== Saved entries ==
== Segment start ==

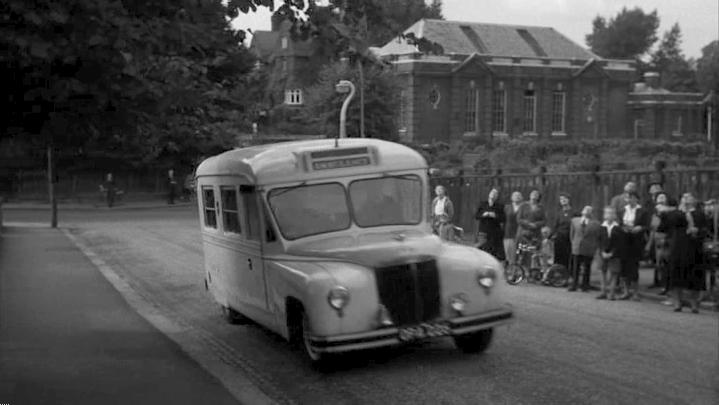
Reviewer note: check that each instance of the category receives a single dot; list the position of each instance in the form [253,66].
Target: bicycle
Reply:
[518,271]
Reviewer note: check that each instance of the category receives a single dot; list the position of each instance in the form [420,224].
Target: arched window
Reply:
[293,97]
[499,110]
[471,107]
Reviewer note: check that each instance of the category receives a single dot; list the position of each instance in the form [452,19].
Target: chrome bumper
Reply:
[390,336]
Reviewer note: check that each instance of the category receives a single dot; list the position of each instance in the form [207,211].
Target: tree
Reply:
[323,103]
[708,68]
[628,35]
[708,78]
[133,81]
[676,72]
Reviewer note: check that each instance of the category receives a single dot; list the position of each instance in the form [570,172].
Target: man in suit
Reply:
[584,234]
[635,222]
[511,226]
[610,245]
[620,200]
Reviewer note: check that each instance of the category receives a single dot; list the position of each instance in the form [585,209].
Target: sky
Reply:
[698,19]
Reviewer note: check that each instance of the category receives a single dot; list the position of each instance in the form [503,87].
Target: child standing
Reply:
[610,243]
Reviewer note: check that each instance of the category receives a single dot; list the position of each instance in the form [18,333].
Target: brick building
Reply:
[657,113]
[501,80]
[291,63]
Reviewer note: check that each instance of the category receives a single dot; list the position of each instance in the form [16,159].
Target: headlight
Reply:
[338,297]
[458,302]
[486,278]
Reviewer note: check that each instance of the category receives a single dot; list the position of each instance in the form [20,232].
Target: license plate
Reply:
[423,331]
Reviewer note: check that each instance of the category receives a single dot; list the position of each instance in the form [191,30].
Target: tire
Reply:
[558,276]
[320,361]
[476,342]
[233,317]
[514,274]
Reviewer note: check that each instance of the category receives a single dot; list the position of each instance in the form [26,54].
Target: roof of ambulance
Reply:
[280,162]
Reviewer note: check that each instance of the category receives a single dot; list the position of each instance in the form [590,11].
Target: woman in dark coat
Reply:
[634,221]
[491,219]
[679,227]
[562,244]
[531,219]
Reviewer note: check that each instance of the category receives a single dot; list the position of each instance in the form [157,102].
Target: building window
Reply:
[677,131]
[402,119]
[293,97]
[252,213]
[559,112]
[210,210]
[434,97]
[499,112]
[529,112]
[471,101]
[230,210]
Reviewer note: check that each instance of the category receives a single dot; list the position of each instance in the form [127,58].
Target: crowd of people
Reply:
[669,232]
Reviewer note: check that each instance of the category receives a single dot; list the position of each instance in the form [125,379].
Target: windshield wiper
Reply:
[400,176]
[287,189]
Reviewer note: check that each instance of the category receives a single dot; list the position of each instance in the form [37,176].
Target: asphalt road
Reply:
[565,348]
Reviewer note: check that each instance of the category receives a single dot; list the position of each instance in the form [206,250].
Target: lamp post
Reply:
[344,86]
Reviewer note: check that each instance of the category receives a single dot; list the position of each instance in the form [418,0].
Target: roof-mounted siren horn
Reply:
[344,86]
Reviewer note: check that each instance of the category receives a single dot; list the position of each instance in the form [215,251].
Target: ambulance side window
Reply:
[210,209]
[270,235]
[251,211]
[230,210]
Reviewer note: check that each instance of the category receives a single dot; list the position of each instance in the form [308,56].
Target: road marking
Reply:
[191,341]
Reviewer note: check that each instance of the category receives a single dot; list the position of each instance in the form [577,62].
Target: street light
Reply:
[344,86]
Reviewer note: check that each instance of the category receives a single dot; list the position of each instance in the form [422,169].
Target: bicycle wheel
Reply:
[514,274]
[558,276]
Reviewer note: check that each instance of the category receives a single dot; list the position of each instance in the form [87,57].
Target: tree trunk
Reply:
[51,187]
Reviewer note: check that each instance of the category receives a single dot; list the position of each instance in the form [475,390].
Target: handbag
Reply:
[711,247]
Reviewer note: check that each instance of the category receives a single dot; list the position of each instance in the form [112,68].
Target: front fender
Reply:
[311,282]
[459,267]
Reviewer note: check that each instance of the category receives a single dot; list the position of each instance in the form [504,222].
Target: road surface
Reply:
[565,348]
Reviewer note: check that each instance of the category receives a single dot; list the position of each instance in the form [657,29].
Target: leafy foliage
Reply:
[708,68]
[675,70]
[342,34]
[628,35]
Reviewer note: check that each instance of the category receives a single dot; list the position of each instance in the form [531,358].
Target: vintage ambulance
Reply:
[329,244]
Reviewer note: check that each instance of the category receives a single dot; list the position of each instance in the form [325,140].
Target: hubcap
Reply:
[306,339]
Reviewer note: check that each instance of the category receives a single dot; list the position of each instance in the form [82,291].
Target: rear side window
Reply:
[208,203]
[252,213]
[230,210]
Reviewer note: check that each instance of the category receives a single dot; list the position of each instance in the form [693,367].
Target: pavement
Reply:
[68,337]
[97,206]
[564,348]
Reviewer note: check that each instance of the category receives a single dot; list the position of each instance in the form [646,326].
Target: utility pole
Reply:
[344,86]
[361,77]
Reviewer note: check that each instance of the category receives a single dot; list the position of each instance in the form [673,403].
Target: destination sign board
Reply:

== Segment end ==

== Task directions ==
Each line of the records with the word "roof" in it is to be copied.

== Output for this exercise ==
Target: roof of ambulance
Target: roof-mounted siren horn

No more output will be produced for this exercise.